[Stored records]
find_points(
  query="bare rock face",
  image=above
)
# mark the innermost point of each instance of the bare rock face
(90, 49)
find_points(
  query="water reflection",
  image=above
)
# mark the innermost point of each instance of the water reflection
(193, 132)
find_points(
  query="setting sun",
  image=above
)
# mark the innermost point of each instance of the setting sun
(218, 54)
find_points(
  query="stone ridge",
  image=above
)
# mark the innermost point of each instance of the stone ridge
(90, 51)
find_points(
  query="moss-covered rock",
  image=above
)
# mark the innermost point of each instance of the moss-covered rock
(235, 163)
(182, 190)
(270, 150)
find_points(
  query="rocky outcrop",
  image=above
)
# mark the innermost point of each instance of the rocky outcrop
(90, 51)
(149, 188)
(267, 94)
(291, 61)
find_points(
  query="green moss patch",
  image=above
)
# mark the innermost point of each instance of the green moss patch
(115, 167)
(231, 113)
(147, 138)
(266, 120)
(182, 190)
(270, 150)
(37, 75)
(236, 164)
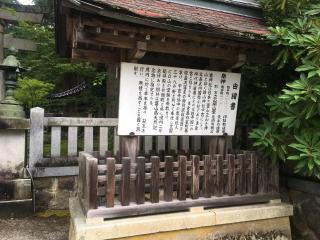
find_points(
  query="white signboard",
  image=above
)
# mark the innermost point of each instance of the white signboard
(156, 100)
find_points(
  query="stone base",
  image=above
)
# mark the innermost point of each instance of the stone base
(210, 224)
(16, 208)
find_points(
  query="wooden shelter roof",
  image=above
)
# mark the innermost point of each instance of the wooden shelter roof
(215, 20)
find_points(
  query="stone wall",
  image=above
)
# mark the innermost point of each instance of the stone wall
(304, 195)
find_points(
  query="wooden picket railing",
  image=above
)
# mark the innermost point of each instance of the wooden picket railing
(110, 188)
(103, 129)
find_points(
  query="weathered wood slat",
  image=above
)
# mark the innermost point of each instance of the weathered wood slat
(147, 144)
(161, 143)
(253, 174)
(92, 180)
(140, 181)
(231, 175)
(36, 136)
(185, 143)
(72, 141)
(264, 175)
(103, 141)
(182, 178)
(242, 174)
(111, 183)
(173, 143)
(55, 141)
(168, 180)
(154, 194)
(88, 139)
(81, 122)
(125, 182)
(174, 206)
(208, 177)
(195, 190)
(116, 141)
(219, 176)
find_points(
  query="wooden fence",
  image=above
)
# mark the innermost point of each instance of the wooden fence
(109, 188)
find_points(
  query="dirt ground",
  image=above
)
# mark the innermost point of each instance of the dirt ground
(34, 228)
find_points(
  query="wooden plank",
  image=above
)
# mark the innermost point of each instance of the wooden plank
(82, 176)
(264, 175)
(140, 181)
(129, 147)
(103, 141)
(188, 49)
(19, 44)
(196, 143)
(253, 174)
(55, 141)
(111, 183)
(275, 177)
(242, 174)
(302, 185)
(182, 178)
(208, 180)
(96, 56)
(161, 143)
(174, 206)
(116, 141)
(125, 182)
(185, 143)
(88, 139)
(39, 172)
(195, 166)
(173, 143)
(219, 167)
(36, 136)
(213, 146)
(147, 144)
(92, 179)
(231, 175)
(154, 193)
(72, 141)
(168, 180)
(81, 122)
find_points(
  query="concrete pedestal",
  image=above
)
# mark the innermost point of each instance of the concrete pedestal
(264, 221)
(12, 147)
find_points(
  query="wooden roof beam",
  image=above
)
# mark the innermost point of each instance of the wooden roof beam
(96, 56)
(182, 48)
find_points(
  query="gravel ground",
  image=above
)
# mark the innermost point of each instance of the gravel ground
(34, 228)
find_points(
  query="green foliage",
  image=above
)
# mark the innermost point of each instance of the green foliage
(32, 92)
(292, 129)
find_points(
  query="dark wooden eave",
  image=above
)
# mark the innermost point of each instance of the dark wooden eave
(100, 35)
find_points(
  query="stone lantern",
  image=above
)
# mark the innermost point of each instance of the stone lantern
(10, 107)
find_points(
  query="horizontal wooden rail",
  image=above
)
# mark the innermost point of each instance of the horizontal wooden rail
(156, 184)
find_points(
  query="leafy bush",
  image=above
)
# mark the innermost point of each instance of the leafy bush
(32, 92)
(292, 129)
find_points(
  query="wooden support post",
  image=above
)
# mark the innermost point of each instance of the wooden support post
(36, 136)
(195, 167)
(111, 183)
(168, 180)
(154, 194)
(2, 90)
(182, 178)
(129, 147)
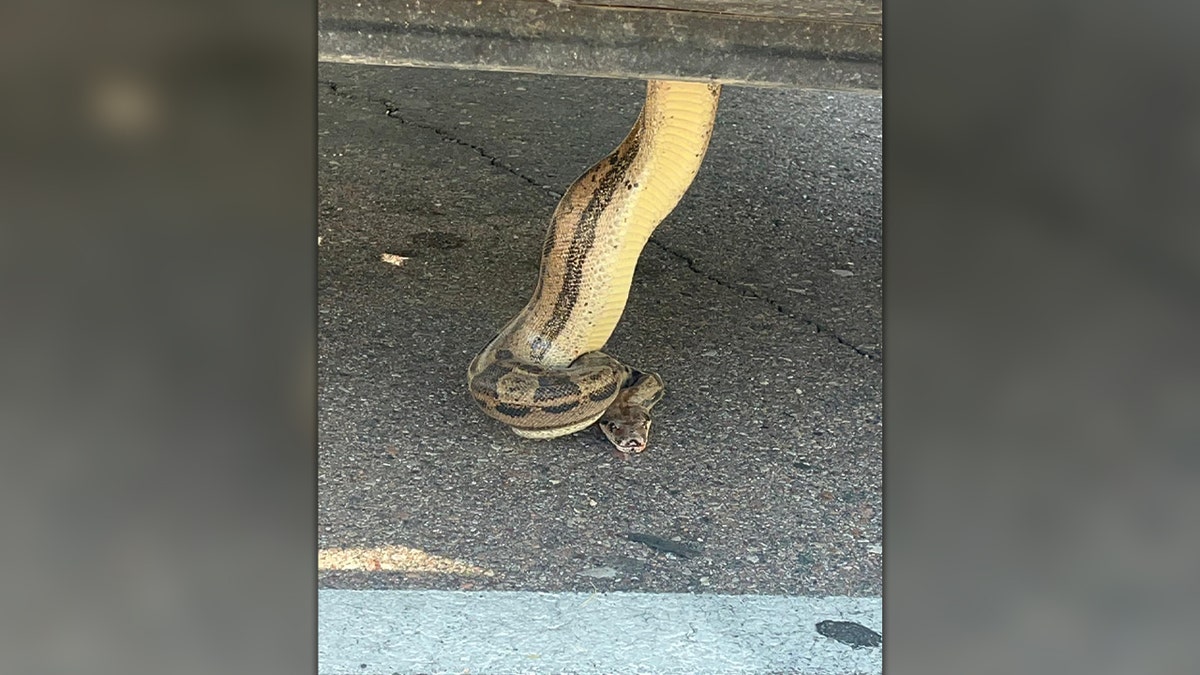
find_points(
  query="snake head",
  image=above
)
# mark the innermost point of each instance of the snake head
---
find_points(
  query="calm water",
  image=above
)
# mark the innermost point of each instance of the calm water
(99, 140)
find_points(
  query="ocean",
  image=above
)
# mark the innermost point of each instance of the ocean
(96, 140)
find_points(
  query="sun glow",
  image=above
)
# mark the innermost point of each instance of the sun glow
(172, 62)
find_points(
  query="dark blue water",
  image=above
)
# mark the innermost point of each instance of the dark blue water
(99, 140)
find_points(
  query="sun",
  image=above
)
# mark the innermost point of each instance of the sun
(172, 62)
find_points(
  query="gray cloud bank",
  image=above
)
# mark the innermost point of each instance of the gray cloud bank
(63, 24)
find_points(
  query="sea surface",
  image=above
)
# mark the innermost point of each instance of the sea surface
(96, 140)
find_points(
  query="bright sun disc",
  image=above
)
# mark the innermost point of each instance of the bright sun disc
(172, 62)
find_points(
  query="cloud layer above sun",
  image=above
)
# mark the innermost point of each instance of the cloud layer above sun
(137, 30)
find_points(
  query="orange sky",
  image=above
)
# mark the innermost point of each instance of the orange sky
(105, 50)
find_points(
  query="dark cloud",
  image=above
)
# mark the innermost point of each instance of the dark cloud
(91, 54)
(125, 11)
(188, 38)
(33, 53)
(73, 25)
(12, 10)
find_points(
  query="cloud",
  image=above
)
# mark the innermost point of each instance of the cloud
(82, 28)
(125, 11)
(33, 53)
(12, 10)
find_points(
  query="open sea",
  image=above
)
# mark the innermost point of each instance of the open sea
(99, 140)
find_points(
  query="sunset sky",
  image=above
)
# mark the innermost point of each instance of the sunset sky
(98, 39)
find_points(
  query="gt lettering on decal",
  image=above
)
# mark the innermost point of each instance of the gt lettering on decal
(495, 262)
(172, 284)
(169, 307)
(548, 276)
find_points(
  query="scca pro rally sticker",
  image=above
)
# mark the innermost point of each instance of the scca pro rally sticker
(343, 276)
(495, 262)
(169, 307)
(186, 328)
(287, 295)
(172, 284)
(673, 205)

WHAT THE EXERCISE ASKS: Go through the entries above and count the lines containing the string "snake". Give only that number.

RESPONSE BELOW: 2